### INPUT

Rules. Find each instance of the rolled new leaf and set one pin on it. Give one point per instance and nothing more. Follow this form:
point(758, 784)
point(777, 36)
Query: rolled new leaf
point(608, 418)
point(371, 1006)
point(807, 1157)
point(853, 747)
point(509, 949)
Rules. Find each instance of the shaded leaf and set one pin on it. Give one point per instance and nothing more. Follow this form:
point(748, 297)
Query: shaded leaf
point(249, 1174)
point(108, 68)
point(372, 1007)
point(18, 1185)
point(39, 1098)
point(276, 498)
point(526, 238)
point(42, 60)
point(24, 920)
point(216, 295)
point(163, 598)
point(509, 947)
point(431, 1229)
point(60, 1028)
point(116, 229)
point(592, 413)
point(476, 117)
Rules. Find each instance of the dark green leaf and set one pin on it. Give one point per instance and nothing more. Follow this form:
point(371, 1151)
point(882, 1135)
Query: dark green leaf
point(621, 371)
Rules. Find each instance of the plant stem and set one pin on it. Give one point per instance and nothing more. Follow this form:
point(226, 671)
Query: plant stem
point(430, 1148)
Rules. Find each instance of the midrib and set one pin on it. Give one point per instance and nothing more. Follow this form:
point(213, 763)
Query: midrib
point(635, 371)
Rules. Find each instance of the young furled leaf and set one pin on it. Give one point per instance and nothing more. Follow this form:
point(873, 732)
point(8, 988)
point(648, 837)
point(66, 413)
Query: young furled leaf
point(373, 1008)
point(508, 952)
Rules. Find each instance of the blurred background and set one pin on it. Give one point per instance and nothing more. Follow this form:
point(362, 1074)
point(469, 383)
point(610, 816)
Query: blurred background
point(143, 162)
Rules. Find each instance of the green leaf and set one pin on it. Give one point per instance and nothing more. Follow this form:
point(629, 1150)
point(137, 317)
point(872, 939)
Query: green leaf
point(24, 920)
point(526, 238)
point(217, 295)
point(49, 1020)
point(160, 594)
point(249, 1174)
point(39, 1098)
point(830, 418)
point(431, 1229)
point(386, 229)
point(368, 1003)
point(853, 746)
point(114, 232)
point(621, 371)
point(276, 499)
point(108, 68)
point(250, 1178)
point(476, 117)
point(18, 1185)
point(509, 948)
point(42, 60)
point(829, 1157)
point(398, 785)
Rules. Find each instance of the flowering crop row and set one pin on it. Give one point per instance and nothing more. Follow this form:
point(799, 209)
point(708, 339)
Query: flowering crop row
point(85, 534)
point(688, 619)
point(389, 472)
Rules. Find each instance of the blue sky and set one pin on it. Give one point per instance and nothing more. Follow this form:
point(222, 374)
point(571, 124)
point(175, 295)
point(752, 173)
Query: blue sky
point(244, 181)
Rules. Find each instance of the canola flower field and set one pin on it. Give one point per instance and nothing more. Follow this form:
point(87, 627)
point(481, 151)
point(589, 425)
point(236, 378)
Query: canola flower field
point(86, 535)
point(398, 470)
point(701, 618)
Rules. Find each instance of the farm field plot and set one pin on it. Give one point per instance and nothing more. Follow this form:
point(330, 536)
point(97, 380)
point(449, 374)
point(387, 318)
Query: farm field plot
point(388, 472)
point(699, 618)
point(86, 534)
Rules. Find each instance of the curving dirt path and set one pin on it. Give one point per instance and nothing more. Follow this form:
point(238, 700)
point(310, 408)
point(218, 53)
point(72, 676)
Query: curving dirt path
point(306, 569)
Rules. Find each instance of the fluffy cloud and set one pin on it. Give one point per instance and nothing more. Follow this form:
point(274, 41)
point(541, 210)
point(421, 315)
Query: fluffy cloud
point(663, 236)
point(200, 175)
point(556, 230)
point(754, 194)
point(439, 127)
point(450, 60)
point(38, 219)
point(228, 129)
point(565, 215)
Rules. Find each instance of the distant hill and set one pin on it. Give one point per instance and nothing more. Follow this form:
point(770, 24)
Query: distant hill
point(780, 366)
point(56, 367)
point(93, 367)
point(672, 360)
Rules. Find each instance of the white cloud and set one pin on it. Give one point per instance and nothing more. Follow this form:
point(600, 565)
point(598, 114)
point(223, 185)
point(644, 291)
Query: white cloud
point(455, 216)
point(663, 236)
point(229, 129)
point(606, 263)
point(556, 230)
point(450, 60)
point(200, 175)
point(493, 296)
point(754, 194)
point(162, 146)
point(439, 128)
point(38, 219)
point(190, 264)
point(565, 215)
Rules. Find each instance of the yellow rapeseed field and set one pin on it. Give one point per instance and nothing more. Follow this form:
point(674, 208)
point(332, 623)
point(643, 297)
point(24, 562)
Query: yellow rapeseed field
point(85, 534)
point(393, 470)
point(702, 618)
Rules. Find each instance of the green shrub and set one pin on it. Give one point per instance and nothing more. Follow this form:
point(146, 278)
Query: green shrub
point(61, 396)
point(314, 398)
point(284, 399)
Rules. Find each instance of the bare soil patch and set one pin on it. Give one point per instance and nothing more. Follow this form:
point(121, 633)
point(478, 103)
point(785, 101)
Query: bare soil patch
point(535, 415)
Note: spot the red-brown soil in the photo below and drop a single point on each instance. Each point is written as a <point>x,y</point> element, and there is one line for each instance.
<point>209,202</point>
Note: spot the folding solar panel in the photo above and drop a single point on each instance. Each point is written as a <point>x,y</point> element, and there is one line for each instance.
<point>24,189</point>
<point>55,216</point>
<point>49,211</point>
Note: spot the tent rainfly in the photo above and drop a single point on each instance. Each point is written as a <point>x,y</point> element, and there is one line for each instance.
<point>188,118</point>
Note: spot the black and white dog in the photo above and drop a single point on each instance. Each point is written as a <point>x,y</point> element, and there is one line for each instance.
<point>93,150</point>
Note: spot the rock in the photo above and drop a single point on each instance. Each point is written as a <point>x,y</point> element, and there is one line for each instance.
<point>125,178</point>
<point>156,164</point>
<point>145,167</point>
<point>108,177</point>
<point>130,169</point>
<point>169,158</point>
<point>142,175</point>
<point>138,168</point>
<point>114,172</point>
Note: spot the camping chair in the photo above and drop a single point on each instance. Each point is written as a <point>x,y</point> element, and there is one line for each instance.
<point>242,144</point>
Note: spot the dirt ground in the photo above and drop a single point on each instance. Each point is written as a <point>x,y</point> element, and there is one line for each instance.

######

**YOUR GOAL**
Your answer must be an exact transcription of every record above.

**RESULT OF THIS TASK**
Rules. Find each instance of the rolled new leaf and set one pin on it. Give one point per instance and nothing more. Follow this form:
point(758, 784)
point(777, 36)
Query: rolled new leaf
point(608, 418)
point(371, 1006)
point(807, 1157)
point(853, 747)
point(509, 949)
Rules. Find each instance of the shaded leaf and set one pin on it. Give one point per instance and nothing more. Follow this form:
point(748, 297)
Query: shaded leaf
point(249, 1174)
point(108, 68)
point(372, 1007)
point(18, 1185)
point(39, 1098)
point(276, 498)
point(526, 238)
point(42, 60)
point(24, 920)
point(216, 295)
point(163, 598)
point(509, 947)
point(431, 1229)
point(60, 1028)
point(116, 229)
point(592, 413)
point(476, 117)
Rules. Find each instance of the dark green leaf and set one pin on it. Give one point per instance and nothing more. Follow this form:
point(371, 1151)
point(882, 1135)
Query: dark green leaf
point(621, 371)
Rules. Find each instance of the plant stem and set one pin on it. Give one point per instance and nothing more. Follow this form:
point(226, 671)
Query: plant stem
point(430, 1148)
Rules. Find each instance of the midrib and set one pin on it. Give one point per instance and nothing more. Follow this form:
point(213, 763)
Query: midrib
point(635, 371)
Rules. Find each instance of the young furled leaf and set one pin on it. Give one point per instance and nothing more. Follow this form:
point(873, 732)
point(8, 988)
point(648, 837)
point(66, 413)
Query: young furled leaf
point(373, 1008)
point(508, 952)
Rules. Find each instance of the blurred background and set one pin on it. Give one point per instance and nothing more. Follow this form:
point(362, 1074)
point(469, 383)
point(610, 816)
Query: blurred background
point(143, 162)
Rules. Find each instance of the green leaf and set one pin on it. Give one point per instance and nothing more. Follow this form:
point(629, 1150)
point(137, 317)
point(872, 939)
Query: green leaf
point(24, 920)
point(526, 238)
point(217, 295)
point(49, 1020)
point(160, 594)
point(249, 1174)
point(39, 1098)
point(830, 418)
point(431, 1229)
point(386, 229)
point(368, 1003)
point(853, 746)
point(114, 232)
point(621, 371)
point(276, 499)
point(108, 68)
point(250, 1178)
point(476, 117)
point(18, 1185)
point(509, 948)
point(42, 60)
point(829, 1157)
point(398, 785)
Rules. Find each instance of the flowering crop row and set one pin on it. Give one point per instance and nothing more. Follow this form:
point(799, 209)
point(708, 339)
Query: flowering crop row
point(85, 534)
point(688, 619)
point(389, 472)
Rules. Find each instance of the blue sky and set one pin on it. Give one point per instance and nothing more. Follow this form:
point(222, 374)
point(571, 124)
point(175, 295)
point(752, 173)
Query: blue sky
point(244, 181)
Rules. Find each instance of the canola flower field and set one pin on it. Give one point per instance and nothing more. Follow this form:
point(87, 627)
point(481, 151)
point(589, 425)
point(236, 378)
Query: canola flower field
point(86, 535)
point(398, 470)
point(701, 618)
Rules. Find each instance of the farm field plot and set one pin on it. Give one point per instance and nothing more. Follow this form:
point(330, 536)
point(97, 380)
point(449, 374)
point(387, 318)
Query: farm field plot
point(388, 472)
point(699, 618)
point(86, 534)
Rules. Find each instance of the curving dirt path and set one pin on it. Give one point per instance and nothing more. Follow this form:
point(238, 700)
point(310, 408)
point(218, 53)
point(72, 676)
Query: curving dirt path
point(306, 569)
Rules. Find each instance of the fluffy cloud and set one pin on it. Give one point per instance and nothing more. Follow this form:
point(274, 41)
point(541, 210)
point(421, 315)
Query: fluffy cloud
point(663, 236)
point(200, 175)
point(556, 230)
point(754, 194)
point(439, 127)
point(450, 60)
point(38, 219)
point(228, 129)
point(565, 215)
Rules. Find each instance of the distant hill and set one pin on it. Give one point per instance and nothing more. Follow this form:
point(770, 24)
Query: distant hill
point(780, 366)
point(56, 367)
point(93, 367)
point(672, 360)
Rules. Find each instance of the white cloud and set one pin on it. Give one point per instance and nothing more. Follow this form:
point(600, 565)
point(598, 114)
point(223, 185)
point(644, 291)
Query: white cloud
point(455, 216)
point(663, 236)
point(229, 129)
point(606, 263)
point(556, 230)
point(450, 60)
point(200, 175)
point(493, 296)
point(754, 194)
point(162, 146)
point(439, 128)
point(38, 219)
point(190, 264)
point(565, 215)
Rules. Find each instance of the yellow rapeseed field and set one pin on it. Give one point per instance and nothing more. Follow this form:
point(674, 208)
point(332, 623)
point(643, 297)
point(24, 562)
Query: yellow rapeseed field
point(85, 534)
point(393, 470)
point(702, 618)
Rules. Find each instance of the green shrub and set one pin on it. Give one point per instance and nothing more. Follow this form:
point(146, 278)
Query: green shrub
point(61, 396)
point(314, 398)
point(284, 399)
Rules. Find each instance of the bare soil patch and set one pin on it. Give one point per instance and nothing more. Follow this form:
point(121, 633)
point(478, 103)
point(785, 101)
Query: bare soil patch
point(535, 415)
Note: spot the red-brown soil in the photo below and drop a single point on each instance. Each point is written as a <point>x,y</point> element, and there is one line for each instance.
<point>209,202</point>
Note: spot the folding solar panel in the photo above and drop a single point on each instance. Each point is written as a <point>x,y</point> element, and there is one line for each instance.
<point>24,189</point>
<point>55,216</point>
<point>49,211</point>
Note: spot the tent rainfly in the photo above and drop a single point on each instance. Each point is written as a <point>x,y</point> element, and there is one line for each instance.
<point>188,118</point>
Note: spot the black and white dog in the photo above and drop a single point on each instance. Each point is written as a <point>x,y</point> element, and there is one line for each instance.
<point>93,150</point>
Note: spot the rock in the photo above and drop a single point on each instance. Each point is written as a <point>x,y</point> element, and there is one line for each instance.
<point>125,178</point>
<point>156,164</point>
<point>145,167</point>
<point>108,177</point>
<point>130,169</point>
<point>169,158</point>
<point>142,175</point>
<point>138,168</point>
<point>114,172</point>
Note: spot the camping chair in the photo above and drop a single point on each instance. Each point is written as a <point>x,y</point> element, and there is one line for each instance.
<point>242,144</point>
Note: spot the dirt ground in the photo above and drop a single point on each instance. Each point is written as a <point>x,y</point> element, and there is one line for each instance.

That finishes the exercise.